### What is expected
Update the records from the start through the line containing "[(119, 10)]", and give back only that stretch with "signal-timing review" replaced by "intersection survey". Leave everything else unchanged.

### Data provided
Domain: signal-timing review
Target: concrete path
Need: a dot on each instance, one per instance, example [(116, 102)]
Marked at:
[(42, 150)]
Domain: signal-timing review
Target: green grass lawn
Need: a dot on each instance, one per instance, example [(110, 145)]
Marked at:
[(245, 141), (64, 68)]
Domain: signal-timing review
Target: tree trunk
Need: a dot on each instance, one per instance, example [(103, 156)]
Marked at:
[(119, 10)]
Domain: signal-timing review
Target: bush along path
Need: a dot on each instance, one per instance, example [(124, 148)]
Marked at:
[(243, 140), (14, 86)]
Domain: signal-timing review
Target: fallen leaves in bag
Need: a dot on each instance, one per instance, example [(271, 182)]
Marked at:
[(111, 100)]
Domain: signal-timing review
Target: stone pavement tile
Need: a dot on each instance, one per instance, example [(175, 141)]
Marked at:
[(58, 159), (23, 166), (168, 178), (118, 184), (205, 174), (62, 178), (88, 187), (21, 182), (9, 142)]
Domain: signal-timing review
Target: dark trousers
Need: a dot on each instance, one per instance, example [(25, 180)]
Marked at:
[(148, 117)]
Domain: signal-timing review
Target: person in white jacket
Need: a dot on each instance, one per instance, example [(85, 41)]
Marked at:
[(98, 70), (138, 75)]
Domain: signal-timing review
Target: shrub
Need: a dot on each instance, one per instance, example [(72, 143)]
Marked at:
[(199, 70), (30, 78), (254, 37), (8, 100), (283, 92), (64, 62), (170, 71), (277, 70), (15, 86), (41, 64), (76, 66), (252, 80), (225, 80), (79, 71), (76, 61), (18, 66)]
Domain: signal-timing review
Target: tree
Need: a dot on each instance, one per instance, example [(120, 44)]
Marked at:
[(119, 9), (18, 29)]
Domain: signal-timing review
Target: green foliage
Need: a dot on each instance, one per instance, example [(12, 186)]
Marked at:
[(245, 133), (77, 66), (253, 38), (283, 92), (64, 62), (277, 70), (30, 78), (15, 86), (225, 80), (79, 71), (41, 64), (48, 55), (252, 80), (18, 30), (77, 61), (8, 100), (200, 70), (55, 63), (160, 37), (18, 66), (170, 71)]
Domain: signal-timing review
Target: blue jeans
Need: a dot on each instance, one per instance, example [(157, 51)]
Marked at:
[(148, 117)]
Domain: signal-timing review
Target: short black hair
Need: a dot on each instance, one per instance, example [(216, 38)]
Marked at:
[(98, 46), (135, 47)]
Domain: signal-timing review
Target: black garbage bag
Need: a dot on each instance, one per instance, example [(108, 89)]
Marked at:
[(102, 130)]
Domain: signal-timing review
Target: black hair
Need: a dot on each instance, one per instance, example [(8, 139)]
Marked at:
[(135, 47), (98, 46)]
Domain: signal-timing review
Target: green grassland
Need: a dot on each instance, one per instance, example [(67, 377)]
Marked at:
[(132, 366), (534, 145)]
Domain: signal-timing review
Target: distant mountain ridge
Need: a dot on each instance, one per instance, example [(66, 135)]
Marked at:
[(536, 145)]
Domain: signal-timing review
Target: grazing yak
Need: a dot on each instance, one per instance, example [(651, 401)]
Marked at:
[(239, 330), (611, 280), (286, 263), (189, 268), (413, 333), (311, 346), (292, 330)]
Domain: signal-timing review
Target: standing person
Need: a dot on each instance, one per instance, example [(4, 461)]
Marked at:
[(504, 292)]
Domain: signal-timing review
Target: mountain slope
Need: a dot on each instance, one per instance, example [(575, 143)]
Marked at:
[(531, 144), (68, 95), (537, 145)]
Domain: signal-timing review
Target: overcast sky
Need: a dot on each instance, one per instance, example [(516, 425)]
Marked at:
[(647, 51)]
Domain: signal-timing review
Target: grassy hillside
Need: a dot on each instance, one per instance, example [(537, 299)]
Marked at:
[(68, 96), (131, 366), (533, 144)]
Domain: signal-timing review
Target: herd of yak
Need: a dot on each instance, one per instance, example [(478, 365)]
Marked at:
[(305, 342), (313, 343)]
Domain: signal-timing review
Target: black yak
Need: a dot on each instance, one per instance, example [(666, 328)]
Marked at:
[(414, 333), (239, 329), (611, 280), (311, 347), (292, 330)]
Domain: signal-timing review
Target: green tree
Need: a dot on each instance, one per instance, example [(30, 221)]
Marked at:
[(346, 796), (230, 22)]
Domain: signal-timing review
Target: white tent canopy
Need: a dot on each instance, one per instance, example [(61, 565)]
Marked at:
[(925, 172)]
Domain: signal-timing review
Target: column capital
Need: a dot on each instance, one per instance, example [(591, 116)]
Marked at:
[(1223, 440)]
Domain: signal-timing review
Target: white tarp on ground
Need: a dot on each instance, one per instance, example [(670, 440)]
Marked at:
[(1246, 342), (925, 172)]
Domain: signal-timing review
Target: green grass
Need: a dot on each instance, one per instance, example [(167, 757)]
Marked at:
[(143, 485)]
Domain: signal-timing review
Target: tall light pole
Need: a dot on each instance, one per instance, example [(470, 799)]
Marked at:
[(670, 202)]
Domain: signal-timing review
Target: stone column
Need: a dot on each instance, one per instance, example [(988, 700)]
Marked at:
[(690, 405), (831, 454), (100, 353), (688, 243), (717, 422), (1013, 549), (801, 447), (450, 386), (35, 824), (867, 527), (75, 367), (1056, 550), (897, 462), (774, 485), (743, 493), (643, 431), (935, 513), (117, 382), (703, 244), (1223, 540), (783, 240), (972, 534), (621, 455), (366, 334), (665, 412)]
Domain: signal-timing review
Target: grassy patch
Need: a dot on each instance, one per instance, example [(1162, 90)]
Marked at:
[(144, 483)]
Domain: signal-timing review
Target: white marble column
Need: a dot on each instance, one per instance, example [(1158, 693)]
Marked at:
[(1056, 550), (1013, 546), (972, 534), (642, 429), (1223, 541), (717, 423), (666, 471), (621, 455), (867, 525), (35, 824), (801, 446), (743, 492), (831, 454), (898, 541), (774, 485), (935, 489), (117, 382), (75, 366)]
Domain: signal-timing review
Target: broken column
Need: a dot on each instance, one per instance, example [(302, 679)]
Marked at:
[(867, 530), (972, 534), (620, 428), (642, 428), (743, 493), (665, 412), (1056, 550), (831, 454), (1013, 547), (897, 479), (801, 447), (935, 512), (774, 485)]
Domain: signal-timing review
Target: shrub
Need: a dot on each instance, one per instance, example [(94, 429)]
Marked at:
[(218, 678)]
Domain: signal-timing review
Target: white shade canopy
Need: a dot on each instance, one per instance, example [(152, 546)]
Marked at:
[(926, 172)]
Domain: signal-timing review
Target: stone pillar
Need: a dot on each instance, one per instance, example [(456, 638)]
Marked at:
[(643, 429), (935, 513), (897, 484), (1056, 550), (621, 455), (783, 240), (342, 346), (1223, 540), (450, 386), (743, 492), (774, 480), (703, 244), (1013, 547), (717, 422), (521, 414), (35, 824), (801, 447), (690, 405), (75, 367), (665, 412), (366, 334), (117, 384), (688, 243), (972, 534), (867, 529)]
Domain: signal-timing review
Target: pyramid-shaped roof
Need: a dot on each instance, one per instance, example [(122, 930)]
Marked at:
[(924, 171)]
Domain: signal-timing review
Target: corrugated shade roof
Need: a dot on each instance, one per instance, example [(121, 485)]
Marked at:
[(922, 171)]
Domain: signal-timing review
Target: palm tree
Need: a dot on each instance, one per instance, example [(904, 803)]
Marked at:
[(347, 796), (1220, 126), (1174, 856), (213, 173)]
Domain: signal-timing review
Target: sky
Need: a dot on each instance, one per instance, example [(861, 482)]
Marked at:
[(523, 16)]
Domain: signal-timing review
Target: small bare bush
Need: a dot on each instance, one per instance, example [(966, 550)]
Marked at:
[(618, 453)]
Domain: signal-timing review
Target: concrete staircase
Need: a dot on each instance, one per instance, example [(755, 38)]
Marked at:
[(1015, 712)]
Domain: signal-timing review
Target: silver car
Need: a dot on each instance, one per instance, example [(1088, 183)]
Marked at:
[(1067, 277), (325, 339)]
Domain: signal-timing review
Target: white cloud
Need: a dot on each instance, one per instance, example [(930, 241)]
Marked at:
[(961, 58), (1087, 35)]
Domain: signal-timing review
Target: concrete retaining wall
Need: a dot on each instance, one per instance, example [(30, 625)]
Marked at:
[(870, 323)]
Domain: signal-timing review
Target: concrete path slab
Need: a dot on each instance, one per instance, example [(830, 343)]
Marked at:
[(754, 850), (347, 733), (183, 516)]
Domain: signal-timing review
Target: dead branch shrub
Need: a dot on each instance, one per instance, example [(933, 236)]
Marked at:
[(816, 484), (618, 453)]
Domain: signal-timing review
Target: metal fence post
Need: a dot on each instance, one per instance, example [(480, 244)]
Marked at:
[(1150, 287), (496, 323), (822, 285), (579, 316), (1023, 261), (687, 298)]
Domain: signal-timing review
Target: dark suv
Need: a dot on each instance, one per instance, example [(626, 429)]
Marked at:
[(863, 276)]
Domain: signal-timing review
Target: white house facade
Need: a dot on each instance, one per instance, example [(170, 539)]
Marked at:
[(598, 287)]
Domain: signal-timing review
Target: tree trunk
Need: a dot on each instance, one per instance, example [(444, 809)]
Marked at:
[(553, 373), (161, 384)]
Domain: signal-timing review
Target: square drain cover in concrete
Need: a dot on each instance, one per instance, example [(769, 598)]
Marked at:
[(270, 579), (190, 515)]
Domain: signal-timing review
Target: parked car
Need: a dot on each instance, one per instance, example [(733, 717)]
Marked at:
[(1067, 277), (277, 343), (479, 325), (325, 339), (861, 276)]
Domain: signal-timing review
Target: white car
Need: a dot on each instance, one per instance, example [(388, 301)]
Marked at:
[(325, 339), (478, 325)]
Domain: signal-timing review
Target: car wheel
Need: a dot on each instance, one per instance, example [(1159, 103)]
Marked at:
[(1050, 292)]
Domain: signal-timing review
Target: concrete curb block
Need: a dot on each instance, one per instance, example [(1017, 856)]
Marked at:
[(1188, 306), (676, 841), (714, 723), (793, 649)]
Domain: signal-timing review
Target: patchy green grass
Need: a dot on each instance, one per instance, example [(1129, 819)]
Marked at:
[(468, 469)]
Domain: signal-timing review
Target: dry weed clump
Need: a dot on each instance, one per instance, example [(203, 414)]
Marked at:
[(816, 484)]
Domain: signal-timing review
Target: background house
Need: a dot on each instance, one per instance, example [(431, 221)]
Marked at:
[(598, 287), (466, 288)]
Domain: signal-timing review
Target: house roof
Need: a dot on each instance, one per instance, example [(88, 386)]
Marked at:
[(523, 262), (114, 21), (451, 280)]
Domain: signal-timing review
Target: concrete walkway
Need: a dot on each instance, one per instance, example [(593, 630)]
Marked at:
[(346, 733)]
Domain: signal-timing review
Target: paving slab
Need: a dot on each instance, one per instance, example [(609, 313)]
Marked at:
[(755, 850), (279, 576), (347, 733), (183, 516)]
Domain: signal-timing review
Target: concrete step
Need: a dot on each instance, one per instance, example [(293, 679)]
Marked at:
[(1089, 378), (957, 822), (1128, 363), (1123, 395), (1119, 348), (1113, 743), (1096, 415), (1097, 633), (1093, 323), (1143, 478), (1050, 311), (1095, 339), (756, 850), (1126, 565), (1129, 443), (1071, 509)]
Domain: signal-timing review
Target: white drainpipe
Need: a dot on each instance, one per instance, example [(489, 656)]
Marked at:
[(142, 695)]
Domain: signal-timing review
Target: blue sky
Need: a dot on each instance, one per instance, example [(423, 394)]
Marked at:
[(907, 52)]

### Written reply
Domain: intersection survey
Target: concrete path
Need: a dot on each instance, one per instance, example [(116, 102)]
Marked at:
[(42, 150)]
Domain: intersection survey
Target: green grass lawn
Need: a dot on each instance, one per instance, example [(110, 145)]
Marked at:
[(245, 141), (64, 68)]
Domain: intersection survey
Target: tree trunk
Need: a dot on each instance, one per instance, example [(103, 156)]
Marked at:
[(119, 10)]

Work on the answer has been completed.